• _ARTICLE_:
## begin
I have always loved words.  The way some people love shiny new objects.  As soon as I heard a new word, a word that captured my imagination, my energy, my hundreds of unnamed inner thoughts and feelings, I would latch on to it with fearceness, joy and curiosity.  I have also always been intrigued by how regular old words can be used in an unexpected context and evoke bursts of unexpected feelings in the listener, such as laughter, anticipation or tears.  I would search for those words coming out of the mouths of everyone around me, and mentally catalog them like a dutiful librarian, and await the opportunity to say the words with my own mouth out loud to an audience, or better yet use it in an essay where the teacher could grade it, get a kick out of it, or read it to the whole class.     


As a child I always loved the Persian word Safa.   For one thing the word sounds so simple, yet sophisticated and beautiful, and for another, each of my memories of hearing this word is stored in the vicinity of a memory of a joyful setting, a wonderful person, an unforgettable experience…    


I looked up Safa in my old beaten up Shorter Persian English Dictionary by S. Haim, some years ago, when by then I was less Persian and more American and now wanted to check the meaning of Farsi words in English, as so often I had tried to describe something in vain to my American friends with a perfect word at the tip of my tongue.  That dictionary had followed me to all my homes and all my bookcases.  It was a last gift I had received on the last day I was a non-hyphenated.  Simply a girl belonging fully and without any dispute to my large extended family, community and that specific piece of the earth I was born in, 32.4279° N, also known as Iran, pronounced EerOn. 


Since we never forget the most important goodbyes in our lives, I remember every detail of that 2:45 AM Lufthansa flight out of Mehrabad airport.  The departure lounge was loud and hazy as expected, Persians as always making a huge deal of seeing off their travelers in tribal style.   Although that lounge had seen happier days,  goodbyes during those years were heavy and sad, tainted with the weight of finality and loss.  I doubt even one person had left that lounge in and around those years, with the excitement of being off on an adventure as airports are meant to be.   When you are escaping your home, no matter how relieved you may be to have found a plan B for your remaining  existence and how much hope you have for your future, you are still bearing a huge loss in the pit of your chest.  


At any rate, although my parents had said their goodbyes in the weeks and months that had come and gone faster than we had expected, and begged everyone who called in the last few days not to come to the airport for a send off so late at night, tens of close friends and relatives had shown up.  Almost everyone was forcing a brave face, and hiding their sadness behind small talk and the odd joke.   The mood was nauseating and I dealt with it by trying to focus on the fact that I was hours away from uninhibited access to the latest Nikes, George Michael and McDonalds, when I suddenly noticed my cousin Majid, a quiet young man in his early twenties , an inspired designer, craftsman and artist focusing and studying 18th century French art and furniture, arrive and join our group.
## end
• _EXERCISE TASKS_:
- 1) Write out the stretch of the essay on the word Safa from "Since we never" through "of your chest.".
- 2) Carry the essay on the word Safa forward from its last sentence.

• _DATA EXTRACT_:
## begin
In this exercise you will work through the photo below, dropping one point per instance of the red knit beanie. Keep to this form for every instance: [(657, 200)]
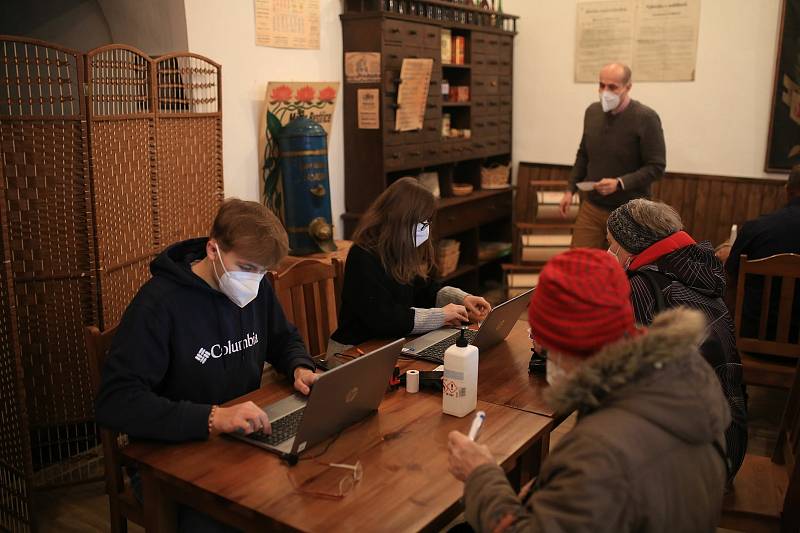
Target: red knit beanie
[(582, 303)]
## end
• _EXERCISE ANSWERS_:
- 1)
Since we never forget the most important goodbyes in our lives, I remember every detail of that 2:45 AM Lufthansa flight out of Mehrabad airport.  The departure lounge was loud and hazy as expected, Persians as always making a huge deal of seeing off their travelers in tribal style.   Although that lounge had seen happier days,  goodbyes during those years were heavy and sad, tainted with the weight of finality and loss.  I doubt even one person had left that lounge in and around those years, with the excitement of being off on an adventure as airports are meant to be.   When you are escaping your home, no matter how relieved you may be to have found a plan B for your remaining  existence and how much hope you have for your future, you are still bearing a huge loss in the pit of your chest.

- 2)
I felt startled by his arrival.  He had not arrived with the rest of his family earlier in the evening, which I thought had meant that he was, as he had always said, bad at saying goodbyes, but then for some reason he had changed his mind and caught us in the nick of time.  I recalled at that moment, coming to this very airport a few years earlier to welcome Majid and his two sisters who had unexpectedly and prematurely returned home to Iran from Manchester at the beginning of the Fall terms, after their parents were no longer able to pay their college tuition following the Iranian Revolution of 1979.  Spotting him now, trying to fade into the crowd of friends and relatives, reminded me of the heaviness of this place even on a day when we were welcoming back loved ones.  Even then, we had all put on our happiest faces.  Upon welcoming them, the adults had made the most reassuring promises about the unpredictable gifts of life, despite knowing how much these young people were losing out on by abandoning their studies, their friends, network and perhaps special someones, the cozy flat the three had shared and made their home and sent pictures and letters from over the past few years.   Then just like now, I looked at my mother’s face and she was holding back tears.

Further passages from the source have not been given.